_Exercise_. Copy verbatim the span of lines beginning at the line that contains "TARGET: green grapes" and ending with the final line of the data. Exclude pictures from the copy.

_Given data_.

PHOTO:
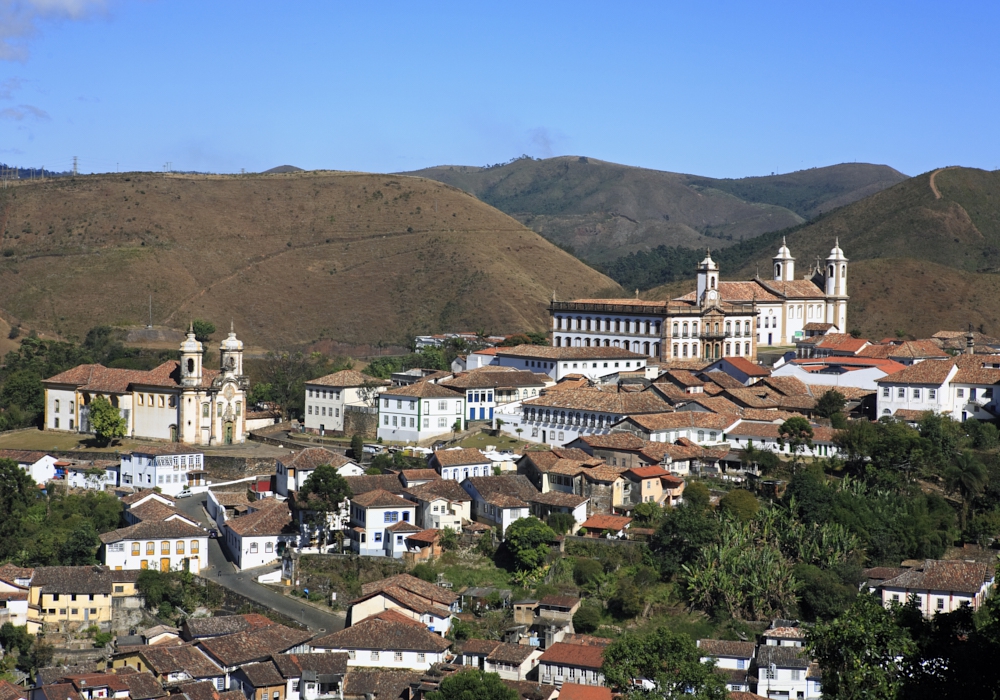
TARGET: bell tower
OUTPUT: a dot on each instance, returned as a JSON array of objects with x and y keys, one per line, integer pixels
[
  {"x": 231, "y": 353},
  {"x": 784, "y": 264},
  {"x": 191, "y": 354}
]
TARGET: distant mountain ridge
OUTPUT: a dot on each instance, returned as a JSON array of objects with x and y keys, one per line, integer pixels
[{"x": 603, "y": 210}]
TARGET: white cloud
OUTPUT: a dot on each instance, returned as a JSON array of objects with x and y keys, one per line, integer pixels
[
  {"x": 22, "y": 112},
  {"x": 19, "y": 21}
]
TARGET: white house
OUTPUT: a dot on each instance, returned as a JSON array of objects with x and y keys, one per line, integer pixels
[
  {"x": 166, "y": 545},
  {"x": 459, "y": 463},
  {"x": 260, "y": 536},
  {"x": 376, "y": 643},
  {"x": 561, "y": 416},
  {"x": 327, "y": 398},
  {"x": 940, "y": 585},
  {"x": 95, "y": 476},
  {"x": 292, "y": 472},
  {"x": 500, "y": 500},
  {"x": 167, "y": 468},
  {"x": 595, "y": 363},
  {"x": 312, "y": 676},
  {"x": 490, "y": 387},
  {"x": 766, "y": 436},
  {"x": 782, "y": 672},
  {"x": 418, "y": 411},
  {"x": 833, "y": 372},
  {"x": 441, "y": 504},
  {"x": 697, "y": 426},
  {"x": 380, "y": 522},
  {"x": 39, "y": 466},
  {"x": 732, "y": 659}
]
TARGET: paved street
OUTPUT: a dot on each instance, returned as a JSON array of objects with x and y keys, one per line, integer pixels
[{"x": 245, "y": 582}]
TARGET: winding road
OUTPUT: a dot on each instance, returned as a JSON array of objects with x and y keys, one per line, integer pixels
[{"x": 245, "y": 582}]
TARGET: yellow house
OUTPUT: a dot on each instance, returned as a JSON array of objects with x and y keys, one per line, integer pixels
[{"x": 70, "y": 597}]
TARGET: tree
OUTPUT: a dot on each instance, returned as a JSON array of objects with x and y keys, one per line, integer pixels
[
  {"x": 829, "y": 403},
  {"x": 323, "y": 494},
  {"x": 473, "y": 684},
  {"x": 527, "y": 540},
  {"x": 81, "y": 546},
  {"x": 739, "y": 503},
  {"x": 561, "y": 523},
  {"x": 862, "y": 652},
  {"x": 203, "y": 330},
  {"x": 668, "y": 659},
  {"x": 448, "y": 539},
  {"x": 357, "y": 447},
  {"x": 106, "y": 421},
  {"x": 587, "y": 619},
  {"x": 797, "y": 433}
]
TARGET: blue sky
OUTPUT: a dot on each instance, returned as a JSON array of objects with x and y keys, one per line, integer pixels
[{"x": 725, "y": 89}]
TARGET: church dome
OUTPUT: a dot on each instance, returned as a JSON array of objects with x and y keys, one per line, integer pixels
[
  {"x": 836, "y": 253},
  {"x": 232, "y": 343},
  {"x": 191, "y": 344}
]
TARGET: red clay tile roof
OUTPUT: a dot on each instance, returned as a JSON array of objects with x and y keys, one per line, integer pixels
[
  {"x": 383, "y": 636},
  {"x": 347, "y": 378},
  {"x": 944, "y": 575},
  {"x": 253, "y": 645},
  {"x": 548, "y": 352},
  {"x": 614, "y": 523},
  {"x": 574, "y": 655},
  {"x": 312, "y": 457},
  {"x": 621, "y": 403},
  {"x": 725, "y": 647},
  {"x": 271, "y": 519},
  {"x": 153, "y": 529},
  {"x": 575, "y": 691},
  {"x": 380, "y": 499},
  {"x": 461, "y": 456},
  {"x": 932, "y": 372}
]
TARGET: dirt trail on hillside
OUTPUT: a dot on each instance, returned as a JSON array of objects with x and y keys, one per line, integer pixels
[{"x": 934, "y": 189}]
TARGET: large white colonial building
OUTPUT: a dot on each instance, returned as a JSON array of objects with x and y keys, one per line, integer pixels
[
  {"x": 177, "y": 401},
  {"x": 718, "y": 319}
]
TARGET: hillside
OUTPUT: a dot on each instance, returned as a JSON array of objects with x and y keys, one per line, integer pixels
[
  {"x": 603, "y": 210},
  {"x": 923, "y": 258},
  {"x": 291, "y": 258}
]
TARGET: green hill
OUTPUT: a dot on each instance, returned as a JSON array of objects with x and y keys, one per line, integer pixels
[
  {"x": 291, "y": 257},
  {"x": 602, "y": 210},
  {"x": 925, "y": 254}
]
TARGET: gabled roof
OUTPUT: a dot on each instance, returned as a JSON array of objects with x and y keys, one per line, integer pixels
[
  {"x": 253, "y": 645},
  {"x": 347, "y": 378},
  {"x": 381, "y": 635},
  {"x": 312, "y": 457},
  {"x": 577, "y": 655},
  {"x": 164, "y": 529},
  {"x": 943, "y": 575},
  {"x": 271, "y": 519},
  {"x": 380, "y": 499},
  {"x": 461, "y": 456}
]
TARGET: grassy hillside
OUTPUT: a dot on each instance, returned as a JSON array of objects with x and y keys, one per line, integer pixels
[
  {"x": 290, "y": 257},
  {"x": 920, "y": 262},
  {"x": 603, "y": 210}
]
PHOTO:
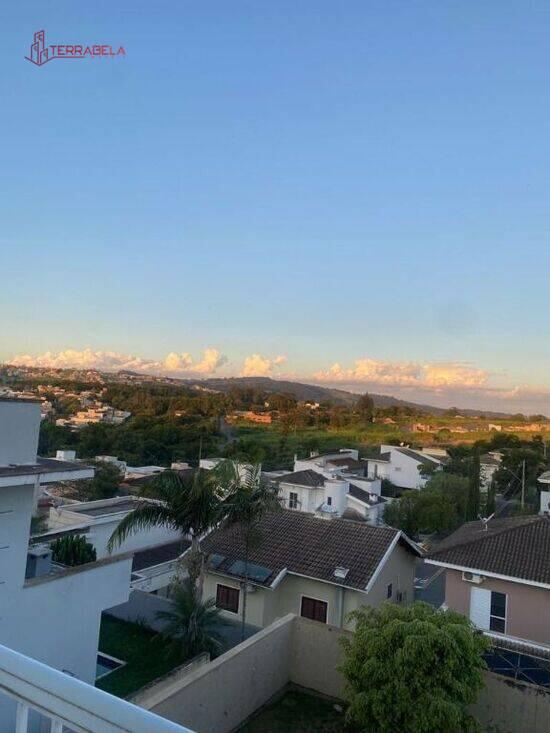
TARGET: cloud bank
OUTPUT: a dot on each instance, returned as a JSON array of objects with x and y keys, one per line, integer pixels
[
  {"x": 109, "y": 361},
  {"x": 257, "y": 365},
  {"x": 437, "y": 383},
  {"x": 405, "y": 374}
]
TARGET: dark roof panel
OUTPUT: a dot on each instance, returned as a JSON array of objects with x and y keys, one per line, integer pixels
[{"x": 517, "y": 547}]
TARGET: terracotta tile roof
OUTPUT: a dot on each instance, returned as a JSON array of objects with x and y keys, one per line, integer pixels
[
  {"x": 517, "y": 547},
  {"x": 306, "y": 545},
  {"x": 307, "y": 477}
]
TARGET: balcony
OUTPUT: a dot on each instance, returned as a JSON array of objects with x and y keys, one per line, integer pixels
[{"x": 70, "y": 705}]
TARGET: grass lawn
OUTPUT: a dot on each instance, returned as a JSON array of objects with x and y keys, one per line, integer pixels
[
  {"x": 297, "y": 712},
  {"x": 145, "y": 655}
]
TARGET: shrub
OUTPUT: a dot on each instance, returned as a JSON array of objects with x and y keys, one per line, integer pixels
[{"x": 73, "y": 550}]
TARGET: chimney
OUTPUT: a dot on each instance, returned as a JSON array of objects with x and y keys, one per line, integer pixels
[{"x": 19, "y": 426}]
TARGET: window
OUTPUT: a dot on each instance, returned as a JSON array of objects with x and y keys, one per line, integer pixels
[
  {"x": 314, "y": 609},
  {"x": 488, "y": 610},
  {"x": 227, "y": 598},
  {"x": 497, "y": 621}
]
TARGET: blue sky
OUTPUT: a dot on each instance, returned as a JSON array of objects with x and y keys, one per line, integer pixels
[{"x": 363, "y": 184}]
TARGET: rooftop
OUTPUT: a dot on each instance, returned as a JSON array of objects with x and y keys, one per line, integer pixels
[
  {"x": 42, "y": 466},
  {"x": 308, "y": 477},
  {"x": 152, "y": 556},
  {"x": 362, "y": 495},
  {"x": 423, "y": 458},
  {"x": 515, "y": 547},
  {"x": 106, "y": 507},
  {"x": 299, "y": 543}
]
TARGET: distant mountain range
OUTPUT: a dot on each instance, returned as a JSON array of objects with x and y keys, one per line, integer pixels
[
  {"x": 299, "y": 390},
  {"x": 314, "y": 393}
]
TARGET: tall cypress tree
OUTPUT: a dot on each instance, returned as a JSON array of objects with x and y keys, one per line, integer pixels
[{"x": 474, "y": 488}]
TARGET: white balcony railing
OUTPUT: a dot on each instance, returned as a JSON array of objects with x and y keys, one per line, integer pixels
[{"x": 69, "y": 703}]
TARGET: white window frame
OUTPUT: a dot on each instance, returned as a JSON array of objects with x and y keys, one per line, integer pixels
[{"x": 313, "y": 598}]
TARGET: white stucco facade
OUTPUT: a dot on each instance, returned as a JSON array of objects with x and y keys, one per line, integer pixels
[{"x": 53, "y": 618}]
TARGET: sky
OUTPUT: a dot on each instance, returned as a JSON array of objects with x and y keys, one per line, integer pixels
[{"x": 353, "y": 194}]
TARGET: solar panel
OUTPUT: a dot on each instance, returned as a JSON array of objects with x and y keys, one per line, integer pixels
[
  {"x": 216, "y": 560},
  {"x": 522, "y": 667},
  {"x": 254, "y": 572}
]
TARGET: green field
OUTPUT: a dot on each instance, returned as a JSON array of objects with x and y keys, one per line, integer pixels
[
  {"x": 145, "y": 654},
  {"x": 297, "y": 712}
]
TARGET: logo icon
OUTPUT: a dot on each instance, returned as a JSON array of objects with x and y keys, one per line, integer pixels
[{"x": 40, "y": 54}]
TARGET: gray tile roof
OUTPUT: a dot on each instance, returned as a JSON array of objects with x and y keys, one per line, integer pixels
[
  {"x": 517, "y": 547},
  {"x": 43, "y": 466},
  {"x": 159, "y": 554},
  {"x": 488, "y": 460},
  {"x": 363, "y": 495},
  {"x": 349, "y": 463},
  {"x": 423, "y": 458},
  {"x": 307, "y": 477},
  {"x": 306, "y": 545}
]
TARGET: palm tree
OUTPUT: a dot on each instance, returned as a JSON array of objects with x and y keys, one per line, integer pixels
[
  {"x": 192, "y": 626},
  {"x": 190, "y": 506},
  {"x": 248, "y": 499}
]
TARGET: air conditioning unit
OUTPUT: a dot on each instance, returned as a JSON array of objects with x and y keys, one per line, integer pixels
[{"x": 472, "y": 577}]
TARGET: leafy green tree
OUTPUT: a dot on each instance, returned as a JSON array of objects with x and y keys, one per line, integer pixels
[
  {"x": 440, "y": 506},
  {"x": 403, "y": 514},
  {"x": 73, "y": 550},
  {"x": 191, "y": 506},
  {"x": 248, "y": 500},
  {"x": 412, "y": 669},
  {"x": 490, "y": 504},
  {"x": 192, "y": 625}
]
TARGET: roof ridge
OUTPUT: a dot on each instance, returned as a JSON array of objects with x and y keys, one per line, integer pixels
[{"x": 531, "y": 519}]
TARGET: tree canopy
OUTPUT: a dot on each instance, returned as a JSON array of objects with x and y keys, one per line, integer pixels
[{"x": 412, "y": 669}]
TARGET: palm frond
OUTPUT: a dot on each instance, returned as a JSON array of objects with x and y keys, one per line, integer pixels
[{"x": 143, "y": 517}]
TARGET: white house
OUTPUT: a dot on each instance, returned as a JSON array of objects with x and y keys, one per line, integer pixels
[
  {"x": 331, "y": 485},
  {"x": 301, "y": 564},
  {"x": 489, "y": 464},
  {"x": 402, "y": 466},
  {"x": 97, "y": 520},
  {"x": 48, "y": 612}
]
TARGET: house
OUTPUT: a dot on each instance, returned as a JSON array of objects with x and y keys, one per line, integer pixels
[
  {"x": 48, "y": 612},
  {"x": 403, "y": 466},
  {"x": 97, "y": 520},
  {"x": 304, "y": 565},
  {"x": 489, "y": 464},
  {"x": 498, "y": 574},
  {"x": 330, "y": 495}
]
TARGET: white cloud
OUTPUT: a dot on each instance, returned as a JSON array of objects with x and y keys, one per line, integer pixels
[
  {"x": 257, "y": 365},
  {"x": 405, "y": 374},
  {"x": 174, "y": 364}
]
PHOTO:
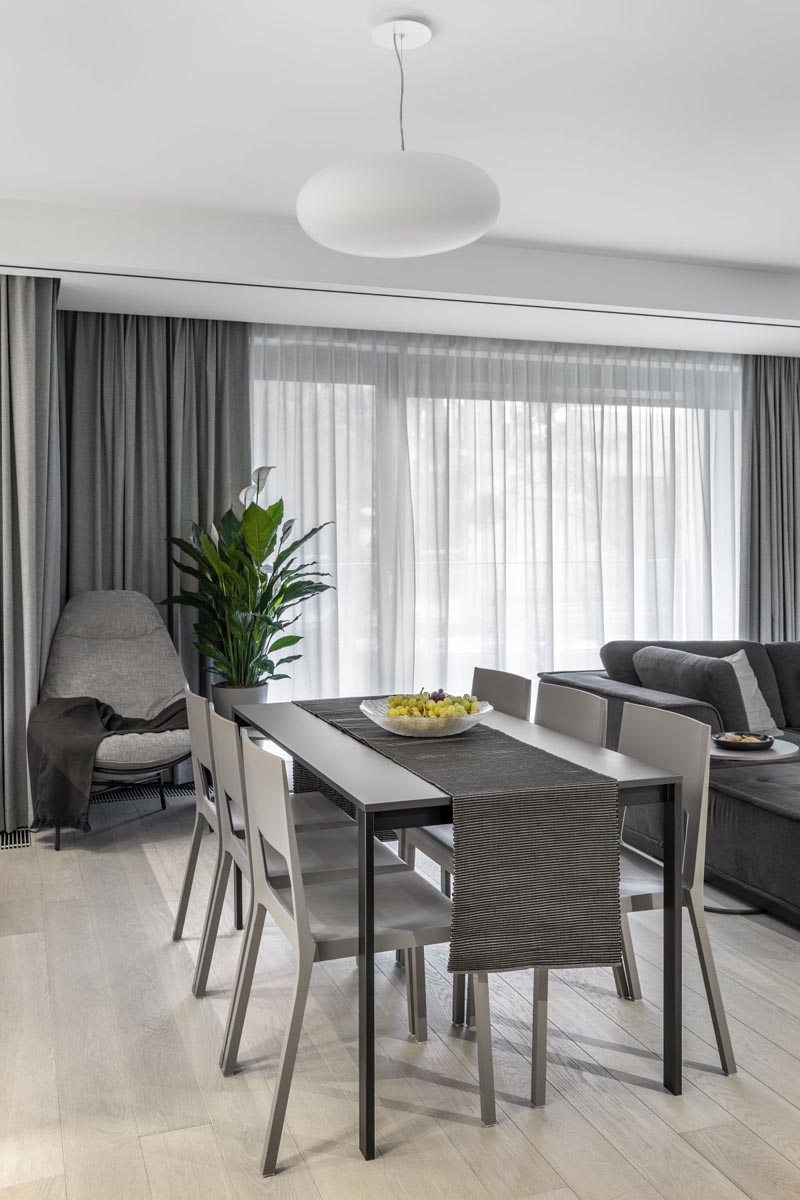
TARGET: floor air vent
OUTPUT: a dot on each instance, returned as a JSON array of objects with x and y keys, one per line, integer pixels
[
  {"x": 17, "y": 840},
  {"x": 145, "y": 792}
]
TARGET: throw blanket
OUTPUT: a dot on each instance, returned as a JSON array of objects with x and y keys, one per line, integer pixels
[
  {"x": 535, "y": 845},
  {"x": 62, "y": 739}
]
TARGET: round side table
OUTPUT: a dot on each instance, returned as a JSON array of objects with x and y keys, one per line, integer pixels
[{"x": 779, "y": 751}]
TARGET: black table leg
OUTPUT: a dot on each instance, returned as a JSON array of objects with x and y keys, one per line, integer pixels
[
  {"x": 673, "y": 1066},
  {"x": 366, "y": 987}
]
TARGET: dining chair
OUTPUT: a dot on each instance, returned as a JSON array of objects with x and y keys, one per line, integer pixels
[
  {"x": 509, "y": 694},
  {"x": 572, "y": 711},
  {"x": 227, "y": 821},
  {"x": 205, "y": 813},
  {"x": 319, "y": 919},
  {"x": 328, "y": 846},
  {"x": 679, "y": 744}
]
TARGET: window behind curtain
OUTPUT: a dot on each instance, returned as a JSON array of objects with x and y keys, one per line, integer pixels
[{"x": 499, "y": 503}]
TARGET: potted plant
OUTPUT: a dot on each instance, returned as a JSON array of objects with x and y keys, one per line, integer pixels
[{"x": 248, "y": 585}]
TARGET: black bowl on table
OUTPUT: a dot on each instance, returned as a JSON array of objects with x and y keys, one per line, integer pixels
[{"x": 732, "y": 741}]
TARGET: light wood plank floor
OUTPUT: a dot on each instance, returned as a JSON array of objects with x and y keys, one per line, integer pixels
[{"x": 109, "y": 1086}]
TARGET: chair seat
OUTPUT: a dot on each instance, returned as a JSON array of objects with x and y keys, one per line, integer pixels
[
  {"x": 435, "y": 841},
  {"x": 329, "y": 853},
  {"x": 312, "y": 809},
  {"x": 641, "y": 877},
  {"x": 409, "y": 912},
  {"x": 142, "y": 751}
]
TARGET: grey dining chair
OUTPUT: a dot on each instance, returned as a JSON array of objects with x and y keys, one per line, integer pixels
[
  {"x": 681, "y": 745},
  {"x": 320, "y": 922},
  {"x": 206, "y": 817},
  {"x": 229, "y": 826},
  {"x": 573, "y": 712},
  {"x": 328, "y": 846},
  {"x": 509, "y": 694}
]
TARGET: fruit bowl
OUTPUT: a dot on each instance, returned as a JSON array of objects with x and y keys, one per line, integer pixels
[{"x": 422, "y": 726}]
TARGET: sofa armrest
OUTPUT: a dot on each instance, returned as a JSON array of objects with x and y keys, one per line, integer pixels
[{"x": 618, "y": 694}]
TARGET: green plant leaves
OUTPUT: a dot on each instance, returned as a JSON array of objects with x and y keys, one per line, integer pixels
[
  {"x": 248, "y": 585},
  {"x": 259, "y": 527}
]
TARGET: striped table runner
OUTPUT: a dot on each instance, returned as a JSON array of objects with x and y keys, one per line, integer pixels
[{"x": 535, "y": 845}]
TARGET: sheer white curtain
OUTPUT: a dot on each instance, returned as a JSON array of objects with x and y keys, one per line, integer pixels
[{"x": 499, "y": 503}]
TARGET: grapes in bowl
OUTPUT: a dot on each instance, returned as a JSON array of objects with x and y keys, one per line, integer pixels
[{"x": 433, "y": 714}]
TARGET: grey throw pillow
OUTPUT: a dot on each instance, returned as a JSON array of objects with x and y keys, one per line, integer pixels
[{"x": 713, "y": 681}]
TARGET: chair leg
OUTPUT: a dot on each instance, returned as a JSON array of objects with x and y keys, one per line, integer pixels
[
  {"x": 539, "y": 1067},
  {"x": 408, "y": 853},
  {"x": 479, "y": 984},
  {"x": 212, "y": 915},
  {"x": 417, "y": 1005},
  {"x": 239, "y": 922},
  {"x": 459, "y": 1000},
  {"x": 470, "y": 1002},
  {"x": 620, "y": 982},
  {"x": 245, "y": 972},
  {"x": 711, "y": 982},
  {"x": 286, "y": 1069},
  {"x": 629, "y": 963},
  {"x": 188, "y": 877}
]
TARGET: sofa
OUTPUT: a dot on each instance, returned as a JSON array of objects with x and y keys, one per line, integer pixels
[{"x": 753, "y": 832}]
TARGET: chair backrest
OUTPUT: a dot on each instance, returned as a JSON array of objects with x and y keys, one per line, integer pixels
[
  {"x": 115, "y": 647},
  {"x": 197, "y": 711},
  {"x": 572, "y": 711},
  {"x": 679, "y": 744},
  {"x": 229, "y": 785},
  {"x": 270, "y": 822},
  {"x": 507, "y": 693}
]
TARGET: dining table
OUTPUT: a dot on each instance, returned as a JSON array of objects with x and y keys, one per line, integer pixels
[{"x": 386, "y": 796}]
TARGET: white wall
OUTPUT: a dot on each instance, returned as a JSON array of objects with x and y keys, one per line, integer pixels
[{"x": 739, "y": 309}]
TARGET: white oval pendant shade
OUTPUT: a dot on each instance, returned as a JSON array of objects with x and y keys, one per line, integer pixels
[{"x": 398, "y": 204}]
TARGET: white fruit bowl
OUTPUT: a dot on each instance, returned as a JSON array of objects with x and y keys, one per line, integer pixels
[{"x": 422, "y": 726}]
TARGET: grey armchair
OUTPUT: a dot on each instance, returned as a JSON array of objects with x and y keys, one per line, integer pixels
[{"x": 115, "y": 647}]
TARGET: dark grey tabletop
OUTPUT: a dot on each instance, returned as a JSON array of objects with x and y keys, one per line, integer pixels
[{"x": 376, "y": 784}]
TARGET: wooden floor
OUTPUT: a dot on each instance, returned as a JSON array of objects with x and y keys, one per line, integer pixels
[{"x": 109, "y": 1086}]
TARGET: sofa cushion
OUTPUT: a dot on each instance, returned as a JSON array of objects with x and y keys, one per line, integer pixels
[
  {"x": 785, "y": 658},
  {"x": 759, "y": 719},
  {"x": 698, "y": 676},
  {"x": 618, "y": 660}
]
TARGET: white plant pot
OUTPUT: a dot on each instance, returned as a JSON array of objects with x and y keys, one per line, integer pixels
[{"x": 227, "y": 699}]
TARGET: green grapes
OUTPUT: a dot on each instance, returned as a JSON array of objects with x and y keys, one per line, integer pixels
[{"x": 422, "y": 705}]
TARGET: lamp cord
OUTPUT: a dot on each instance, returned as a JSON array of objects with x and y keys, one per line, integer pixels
[{"x": 398, "y": 53}]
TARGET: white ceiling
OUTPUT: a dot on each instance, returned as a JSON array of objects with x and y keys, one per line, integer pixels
[{"x": 661, "y": 127}]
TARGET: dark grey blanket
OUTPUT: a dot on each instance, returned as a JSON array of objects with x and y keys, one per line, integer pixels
[
  {"x": 62, "y": 739},
  {"x": 535, "y": 845}
]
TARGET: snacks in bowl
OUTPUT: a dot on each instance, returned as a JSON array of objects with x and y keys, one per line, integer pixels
[{"x": 432, "y": 705}]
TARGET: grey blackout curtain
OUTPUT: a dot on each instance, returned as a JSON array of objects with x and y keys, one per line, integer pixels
[
  {"x": 30, "y": 519},
  {"x": 770, "y": 538},
  {"x": 157, "y": 415}
]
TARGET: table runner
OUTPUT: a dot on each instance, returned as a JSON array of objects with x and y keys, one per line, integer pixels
[{"x": 535, "y": 845}]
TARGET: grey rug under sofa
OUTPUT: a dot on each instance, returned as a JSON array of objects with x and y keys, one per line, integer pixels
[{"x": 753, "y": 837}]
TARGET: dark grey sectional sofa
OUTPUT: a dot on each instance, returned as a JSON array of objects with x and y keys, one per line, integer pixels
[{"x": 753, "y": 839}]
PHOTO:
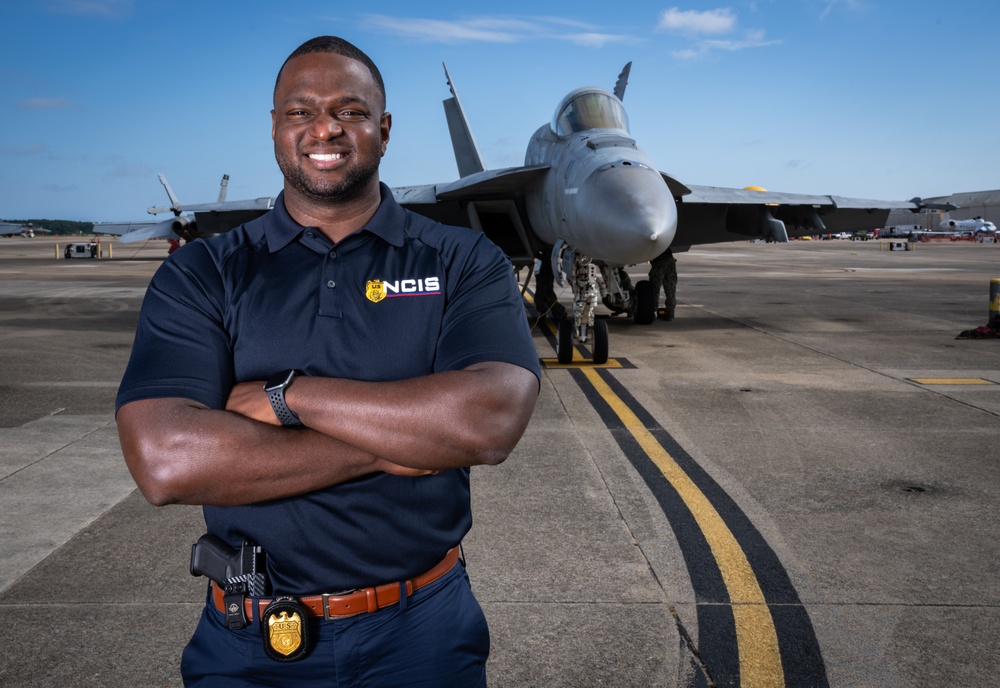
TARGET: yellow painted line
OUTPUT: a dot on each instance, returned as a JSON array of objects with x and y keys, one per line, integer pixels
[
  {"x": 580, "y": 362},
  {"x": 756, "y": 638},
  {"x": 951, "y": 381}
]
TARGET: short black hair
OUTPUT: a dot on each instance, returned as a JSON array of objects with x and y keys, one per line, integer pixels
[{"x": 338, "y": 46}]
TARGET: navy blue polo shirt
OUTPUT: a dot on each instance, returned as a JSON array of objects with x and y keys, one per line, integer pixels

_Answer to this exercise_.
TARGET: green grapes
OUTPUT: a dot on each instance, returned as a JSON array of objects with x and y keys, one per line, integer pixels
[{"x": 422, "y": 705}]
TARGET: lamp cord
OUTPUT: a dot on each instance, returned as a JSON array of objects with x and y keys, one per line, integer pixels
[{"x": 398, "y": 53}]
TARGET: white ceiling
OUTPUT: a dot on each instance, returned as a JSON array of objects with x and y keys, one per line, integer pixels
[{"x": 661, "y": 127}]
TARGET: dark grey blanket
OUTPUT: a dot on each instance, returned as a JSON array of objects with x and y keys, one per line, integer pixels
[
  {"x": 62, "y": 739},
  {"x": 535, "y": 845}
]
TARGET: snacks in bowl
OUTPUT: a dot on each instance, returned as a JSON array of objects with x and y keys, one per line, integer pixels
[{"x": 432, "y": 705}]
TARGET: grey blackout curtain
OUTPUT: a dot on each instance, returned as a JSON array of objects with x and y keys, one per line, integer pixels
[
  {"x": 30, "y": 519},
  {"x": 770, "y": 538},
  {"x": 157, "y": 415}
]
TARGET: table runner
OUTPUT: a dot on each instance, returned as a JSON array of objects with x and y keys, one per line, integer pixels
[{"x": 535, "y": 845}]
TARGET: grey rug under sofa
OUTPUT: a dot on each instance, returned as a JSON array of objects with x and y keys, one per line, integer pixels
[{"x": 753, "y": 837}]
TARGET: dark grey sectional sofa
OUTPUT: a dot on each instance, returned as a JSON array of objects with x and y keys, one per line, integer pixels
[{"x": 753, "y": 839}]
PHOTO:
TARGET: yellow painted line
OUTPUT: a dot on each instance, returned as a JSON array of objects with x and y keys, one per line, integer pixels
[
  {"x": 580, "y": 362},
  {"x": 756, "y": 638},
  {"x": 951, "y": 381}
]
TARGET: short black hair
OUTPUT: a dot on each instance, returned as a JSON array of objects with x and y keys, one per line, integer pixels
[{"x": 338, "y": 46}]
TARGET: navy blue polo shirt
OUTPUT: a dot on each instance, returned as a JSON array of objects with x and y keys, one per line, integer pixels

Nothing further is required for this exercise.